▶ [REQUEST]
Please reproduce the lines below unchanged, from the line with "target | road" to the line with "(1087, 620)", including both of those lines and nothing else.

------

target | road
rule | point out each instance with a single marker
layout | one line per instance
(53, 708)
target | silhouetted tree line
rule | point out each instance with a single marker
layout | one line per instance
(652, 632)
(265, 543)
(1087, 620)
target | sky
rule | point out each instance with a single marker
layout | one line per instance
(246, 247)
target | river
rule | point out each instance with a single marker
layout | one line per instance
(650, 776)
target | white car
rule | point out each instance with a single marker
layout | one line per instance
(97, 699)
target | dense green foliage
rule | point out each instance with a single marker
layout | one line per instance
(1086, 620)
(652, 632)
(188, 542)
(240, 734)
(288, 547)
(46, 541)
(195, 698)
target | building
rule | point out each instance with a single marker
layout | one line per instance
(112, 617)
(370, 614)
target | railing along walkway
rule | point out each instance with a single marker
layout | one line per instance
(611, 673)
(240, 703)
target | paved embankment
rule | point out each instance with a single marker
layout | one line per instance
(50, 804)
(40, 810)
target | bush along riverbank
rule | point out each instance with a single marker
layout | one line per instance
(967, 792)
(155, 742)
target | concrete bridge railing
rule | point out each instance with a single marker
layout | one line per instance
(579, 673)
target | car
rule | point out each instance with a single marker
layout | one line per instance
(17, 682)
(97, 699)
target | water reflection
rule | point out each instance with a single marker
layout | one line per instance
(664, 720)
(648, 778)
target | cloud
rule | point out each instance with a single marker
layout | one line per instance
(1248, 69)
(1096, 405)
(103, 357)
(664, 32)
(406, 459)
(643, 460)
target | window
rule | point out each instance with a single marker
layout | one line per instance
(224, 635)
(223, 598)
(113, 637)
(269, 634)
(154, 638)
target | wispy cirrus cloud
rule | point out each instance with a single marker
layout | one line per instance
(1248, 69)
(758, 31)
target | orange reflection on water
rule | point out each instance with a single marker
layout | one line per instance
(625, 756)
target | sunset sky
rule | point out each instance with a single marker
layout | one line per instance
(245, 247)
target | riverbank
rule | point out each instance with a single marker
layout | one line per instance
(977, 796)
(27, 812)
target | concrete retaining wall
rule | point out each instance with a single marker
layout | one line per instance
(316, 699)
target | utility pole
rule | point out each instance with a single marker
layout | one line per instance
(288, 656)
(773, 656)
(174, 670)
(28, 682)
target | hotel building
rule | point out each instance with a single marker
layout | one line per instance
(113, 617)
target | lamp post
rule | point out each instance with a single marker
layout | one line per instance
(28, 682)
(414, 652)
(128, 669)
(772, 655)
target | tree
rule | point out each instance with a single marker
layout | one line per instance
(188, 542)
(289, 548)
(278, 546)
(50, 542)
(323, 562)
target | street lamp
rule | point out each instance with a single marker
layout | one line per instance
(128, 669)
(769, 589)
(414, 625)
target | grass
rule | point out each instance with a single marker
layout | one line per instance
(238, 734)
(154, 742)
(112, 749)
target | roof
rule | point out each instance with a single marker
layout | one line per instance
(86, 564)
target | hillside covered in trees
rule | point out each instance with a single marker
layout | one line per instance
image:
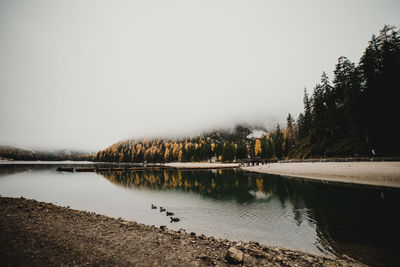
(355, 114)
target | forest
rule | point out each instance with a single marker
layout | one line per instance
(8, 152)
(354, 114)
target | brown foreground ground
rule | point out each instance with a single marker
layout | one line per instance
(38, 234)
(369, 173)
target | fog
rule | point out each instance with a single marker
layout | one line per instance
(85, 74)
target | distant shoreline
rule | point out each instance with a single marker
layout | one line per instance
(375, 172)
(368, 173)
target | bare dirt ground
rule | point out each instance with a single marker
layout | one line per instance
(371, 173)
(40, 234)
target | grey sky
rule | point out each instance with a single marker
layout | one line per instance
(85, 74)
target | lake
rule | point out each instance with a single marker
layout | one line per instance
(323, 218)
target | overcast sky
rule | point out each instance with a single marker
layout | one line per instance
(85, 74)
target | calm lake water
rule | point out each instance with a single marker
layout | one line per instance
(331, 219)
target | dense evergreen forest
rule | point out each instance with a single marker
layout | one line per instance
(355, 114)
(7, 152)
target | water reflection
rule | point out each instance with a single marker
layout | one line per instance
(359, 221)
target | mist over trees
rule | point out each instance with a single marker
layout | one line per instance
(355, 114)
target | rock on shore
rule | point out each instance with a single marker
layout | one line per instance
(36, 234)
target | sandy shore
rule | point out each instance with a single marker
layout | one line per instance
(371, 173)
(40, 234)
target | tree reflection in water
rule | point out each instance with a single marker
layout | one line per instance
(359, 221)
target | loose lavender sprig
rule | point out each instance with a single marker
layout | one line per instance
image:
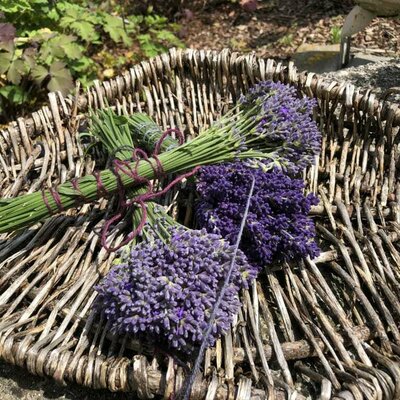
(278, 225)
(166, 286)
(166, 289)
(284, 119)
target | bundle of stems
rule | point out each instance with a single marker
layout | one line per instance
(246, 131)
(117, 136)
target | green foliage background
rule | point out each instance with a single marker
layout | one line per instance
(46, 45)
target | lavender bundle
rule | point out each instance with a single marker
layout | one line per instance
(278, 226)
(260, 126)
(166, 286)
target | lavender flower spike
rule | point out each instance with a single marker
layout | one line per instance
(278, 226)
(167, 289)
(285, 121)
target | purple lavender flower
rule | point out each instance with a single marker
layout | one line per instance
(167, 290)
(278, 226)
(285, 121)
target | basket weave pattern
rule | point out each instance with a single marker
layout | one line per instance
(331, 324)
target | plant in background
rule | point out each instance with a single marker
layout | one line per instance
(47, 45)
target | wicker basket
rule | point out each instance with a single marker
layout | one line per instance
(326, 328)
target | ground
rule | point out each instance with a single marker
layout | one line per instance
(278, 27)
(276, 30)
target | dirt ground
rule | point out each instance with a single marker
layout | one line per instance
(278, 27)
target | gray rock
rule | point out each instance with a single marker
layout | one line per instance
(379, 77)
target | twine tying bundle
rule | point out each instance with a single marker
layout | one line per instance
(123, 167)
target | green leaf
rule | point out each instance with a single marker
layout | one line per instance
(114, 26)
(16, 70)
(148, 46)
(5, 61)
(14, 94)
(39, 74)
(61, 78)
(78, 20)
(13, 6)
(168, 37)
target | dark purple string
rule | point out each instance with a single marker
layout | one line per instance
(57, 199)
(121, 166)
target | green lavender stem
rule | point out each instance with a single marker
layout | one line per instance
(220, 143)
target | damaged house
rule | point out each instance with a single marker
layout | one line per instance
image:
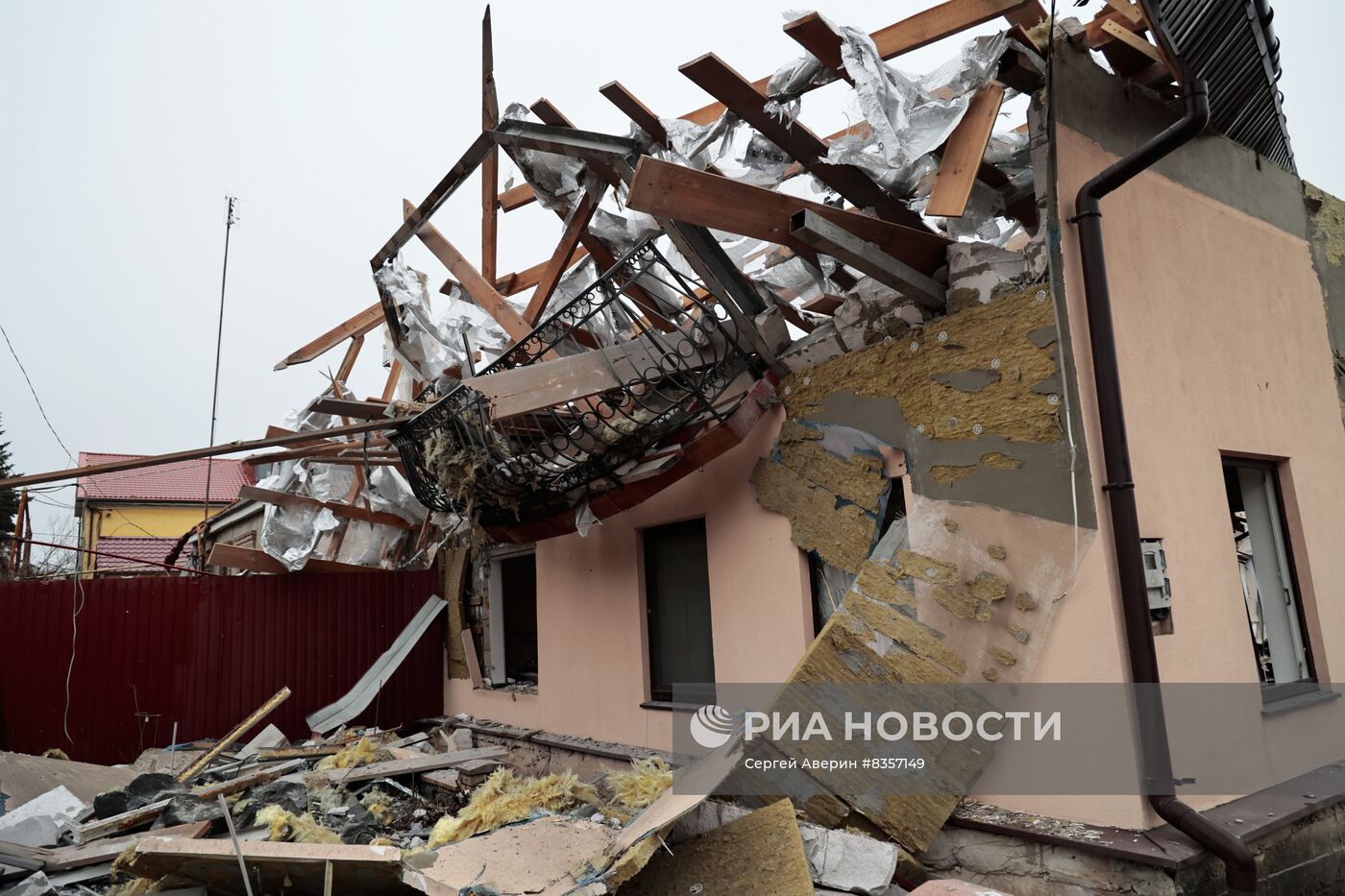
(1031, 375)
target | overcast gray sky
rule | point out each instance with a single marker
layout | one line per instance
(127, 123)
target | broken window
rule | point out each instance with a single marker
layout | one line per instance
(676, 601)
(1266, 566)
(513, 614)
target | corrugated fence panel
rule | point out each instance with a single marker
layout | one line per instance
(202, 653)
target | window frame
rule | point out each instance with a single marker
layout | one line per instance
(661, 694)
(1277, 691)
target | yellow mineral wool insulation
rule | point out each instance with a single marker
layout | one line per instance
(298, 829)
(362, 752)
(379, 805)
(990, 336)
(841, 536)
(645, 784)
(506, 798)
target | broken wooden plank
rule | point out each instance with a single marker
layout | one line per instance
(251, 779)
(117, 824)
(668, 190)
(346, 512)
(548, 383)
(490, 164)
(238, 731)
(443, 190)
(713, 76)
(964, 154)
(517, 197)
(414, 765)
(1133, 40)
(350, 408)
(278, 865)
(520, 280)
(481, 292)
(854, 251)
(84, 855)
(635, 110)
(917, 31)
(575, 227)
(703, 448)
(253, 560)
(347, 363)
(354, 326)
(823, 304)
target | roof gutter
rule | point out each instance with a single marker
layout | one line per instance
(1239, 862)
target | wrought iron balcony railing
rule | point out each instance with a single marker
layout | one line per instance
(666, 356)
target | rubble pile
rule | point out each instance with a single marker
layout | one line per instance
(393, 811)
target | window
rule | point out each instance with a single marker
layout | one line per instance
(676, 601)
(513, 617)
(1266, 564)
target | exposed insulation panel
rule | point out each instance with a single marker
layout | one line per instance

------

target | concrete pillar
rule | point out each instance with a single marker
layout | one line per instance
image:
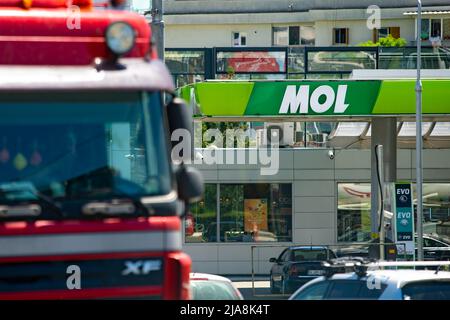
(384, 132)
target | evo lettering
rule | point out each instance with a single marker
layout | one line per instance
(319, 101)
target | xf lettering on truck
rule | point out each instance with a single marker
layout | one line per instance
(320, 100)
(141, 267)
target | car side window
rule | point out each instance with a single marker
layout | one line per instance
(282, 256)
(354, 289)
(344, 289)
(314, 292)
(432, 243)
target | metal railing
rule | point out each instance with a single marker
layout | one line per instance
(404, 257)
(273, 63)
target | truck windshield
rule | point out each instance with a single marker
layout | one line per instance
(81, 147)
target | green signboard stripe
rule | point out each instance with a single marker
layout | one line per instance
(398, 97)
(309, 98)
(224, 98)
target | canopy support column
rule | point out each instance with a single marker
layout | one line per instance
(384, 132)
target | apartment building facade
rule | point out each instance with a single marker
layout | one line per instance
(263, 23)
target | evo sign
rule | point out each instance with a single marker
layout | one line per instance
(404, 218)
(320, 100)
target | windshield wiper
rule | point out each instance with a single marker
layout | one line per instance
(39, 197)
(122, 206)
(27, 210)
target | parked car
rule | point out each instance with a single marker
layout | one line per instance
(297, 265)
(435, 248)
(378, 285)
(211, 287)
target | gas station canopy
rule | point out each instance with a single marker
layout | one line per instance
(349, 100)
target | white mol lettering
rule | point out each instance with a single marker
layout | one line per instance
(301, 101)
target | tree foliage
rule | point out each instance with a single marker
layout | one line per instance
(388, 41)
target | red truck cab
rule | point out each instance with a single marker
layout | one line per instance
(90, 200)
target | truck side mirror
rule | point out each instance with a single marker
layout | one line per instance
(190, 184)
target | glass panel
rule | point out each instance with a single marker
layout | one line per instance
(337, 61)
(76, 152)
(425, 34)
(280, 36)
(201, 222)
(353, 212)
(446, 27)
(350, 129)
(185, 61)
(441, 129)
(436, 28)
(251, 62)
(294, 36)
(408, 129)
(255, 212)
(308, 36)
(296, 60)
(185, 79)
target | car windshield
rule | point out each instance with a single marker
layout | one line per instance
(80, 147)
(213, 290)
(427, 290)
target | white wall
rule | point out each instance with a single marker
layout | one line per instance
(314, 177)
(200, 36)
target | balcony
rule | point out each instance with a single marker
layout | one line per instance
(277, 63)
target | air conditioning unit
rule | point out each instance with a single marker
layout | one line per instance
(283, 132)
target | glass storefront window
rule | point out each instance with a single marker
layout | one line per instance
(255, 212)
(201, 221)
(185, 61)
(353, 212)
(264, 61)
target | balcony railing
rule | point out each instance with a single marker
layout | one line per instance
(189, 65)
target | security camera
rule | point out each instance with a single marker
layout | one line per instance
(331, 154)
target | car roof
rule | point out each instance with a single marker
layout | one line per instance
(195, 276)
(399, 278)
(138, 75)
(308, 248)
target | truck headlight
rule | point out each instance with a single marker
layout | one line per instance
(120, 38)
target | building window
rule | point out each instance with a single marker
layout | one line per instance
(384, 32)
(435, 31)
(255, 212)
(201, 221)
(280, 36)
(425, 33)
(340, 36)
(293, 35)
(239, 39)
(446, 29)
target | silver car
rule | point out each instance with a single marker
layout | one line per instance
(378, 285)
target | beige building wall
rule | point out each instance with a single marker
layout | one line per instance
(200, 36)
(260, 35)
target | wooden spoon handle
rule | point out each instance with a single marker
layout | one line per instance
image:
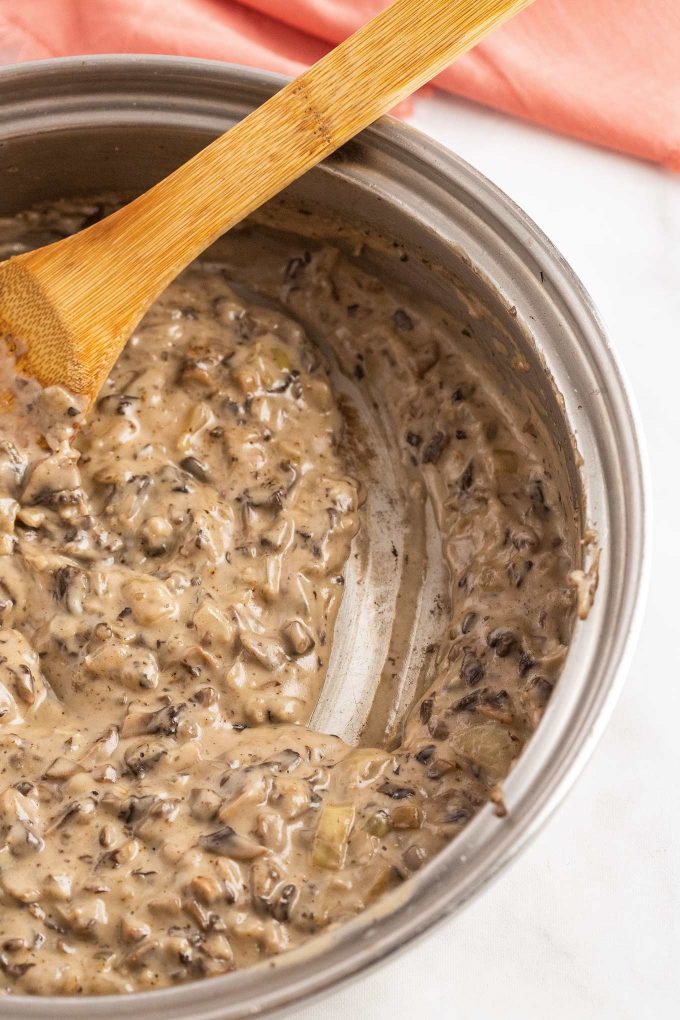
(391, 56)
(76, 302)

------

▶ [EXERCISE OUTPUT]
target | road
rule | point out each instance with a single marker
layout | one line per instance
(53, 708)
target | silhouetted tree line
rule | point out each instance with a single marker
layout | one line per instance
(652, 632)
(265, 543)
(1087, 620)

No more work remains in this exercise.